[Natural language region descriptions]
=====

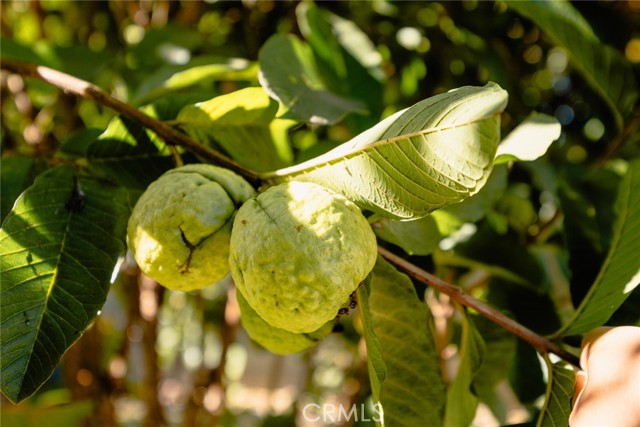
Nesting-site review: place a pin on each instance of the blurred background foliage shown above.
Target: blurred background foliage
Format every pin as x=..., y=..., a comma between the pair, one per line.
x=156, y=357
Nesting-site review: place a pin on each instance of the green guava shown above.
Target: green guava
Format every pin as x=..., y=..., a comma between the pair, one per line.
x=277, y=340
x=297, y=252
x=179, y=229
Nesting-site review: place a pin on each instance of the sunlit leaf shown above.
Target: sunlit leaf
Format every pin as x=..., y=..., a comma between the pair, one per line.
x=401, y=350
x=438, y=152
x=58, y=249
x=241, y=124
x=603, y=67
x=15, y=174
x=557, y=403
x=289, y=73
x=530, y=139
x=417, y=237
x=620, y=273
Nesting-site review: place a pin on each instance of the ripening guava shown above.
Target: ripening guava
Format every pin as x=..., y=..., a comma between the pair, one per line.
x=277, y=340
x=179, y=229
x=297, y=252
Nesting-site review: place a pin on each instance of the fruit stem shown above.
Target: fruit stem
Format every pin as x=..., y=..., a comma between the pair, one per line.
x=540, y=343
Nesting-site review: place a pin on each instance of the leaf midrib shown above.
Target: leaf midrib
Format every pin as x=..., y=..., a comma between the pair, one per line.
x=341, y=156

=====

Work to complete: An exact copy is needed of the closing lines of the entries above, counting from the one that contains "Target: blurred background foliage" and including it and the last.

Response area:
Target: blurred background foliage
Format every pin as x=..., y=..., a comma between the pair, one per line.
x=156, y=357
Nesting-site review: place a pin on each instance of the green guava shown above.
Target: green guava
Format every pin as x=..., y=..., a comma between the pair, one per line.
x=277, y=340
x=297, y=252
x=179, y=229
Nesting-site review: place a pin on each instance of the sunlit leaf shown above.
Target: sunlit leaf
Format every pin as x=..., y=..., a comma between the pair, one per line.
x=401, y=350
x=438, y=152
x=58, y=249
x=241, y=124
x=603, y=67
x=15, y=174
x=557, y=403
x=289, y=73
x=530, y=139
x=417, y=237
x=620, y=273
Nesting-site review: place a pin on each instance of the ripening guava shown above.
Target: ripening guava
Format every pin as x=..., y=..., a comma between the pair, one per line.
x=277, y=340
x=179, y=229
x=297, y=252
Nesting-site review: place a pin on each instance of the fruit stem shown above.
Target: fruit stem
Format every pin as x=..., y=..., a comma between the pair, one per line.
x=540, y=343
Nesting-site review: place a pin on each instance of the leaf midrib shown above.
Target: leaf midrib
Format every pin as x=..., y=..., a comma between the pair, one per line.
x=341, y=156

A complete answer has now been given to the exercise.